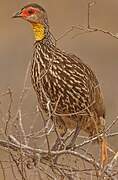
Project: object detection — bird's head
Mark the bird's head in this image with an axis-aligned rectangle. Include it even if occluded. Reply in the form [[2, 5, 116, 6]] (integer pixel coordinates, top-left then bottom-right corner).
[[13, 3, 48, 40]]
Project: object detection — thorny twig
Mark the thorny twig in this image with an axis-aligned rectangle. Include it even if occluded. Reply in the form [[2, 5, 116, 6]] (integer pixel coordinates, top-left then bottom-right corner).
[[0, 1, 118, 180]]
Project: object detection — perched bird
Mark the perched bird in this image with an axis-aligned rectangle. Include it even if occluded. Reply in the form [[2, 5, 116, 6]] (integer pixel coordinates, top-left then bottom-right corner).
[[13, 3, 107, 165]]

=====

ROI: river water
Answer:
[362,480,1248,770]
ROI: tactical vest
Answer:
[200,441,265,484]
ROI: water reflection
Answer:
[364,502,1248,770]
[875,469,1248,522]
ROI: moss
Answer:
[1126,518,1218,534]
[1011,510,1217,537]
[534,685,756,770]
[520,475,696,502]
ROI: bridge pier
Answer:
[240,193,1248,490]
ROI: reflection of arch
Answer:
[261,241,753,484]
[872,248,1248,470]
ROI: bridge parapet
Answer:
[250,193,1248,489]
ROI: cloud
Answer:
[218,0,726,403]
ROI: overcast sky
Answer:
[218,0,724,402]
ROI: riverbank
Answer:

=====

Work instructions ::
Copy out the lines of the records word for word, beginning at the line containing "Project: object detection — bird's head" and stopping after the line containing "[[13, 3, 48, 40]]".

Finished answer ::
Project: object detection — bird's head
Mark the bird's head in this image with an axis-aligned rectangle. Include it even if occluded. Reply in the form [[2, 5, 116, 6]] (integer pixel coordinates, top-left then bottom-right corner).
[[13, 3, 48, 40]]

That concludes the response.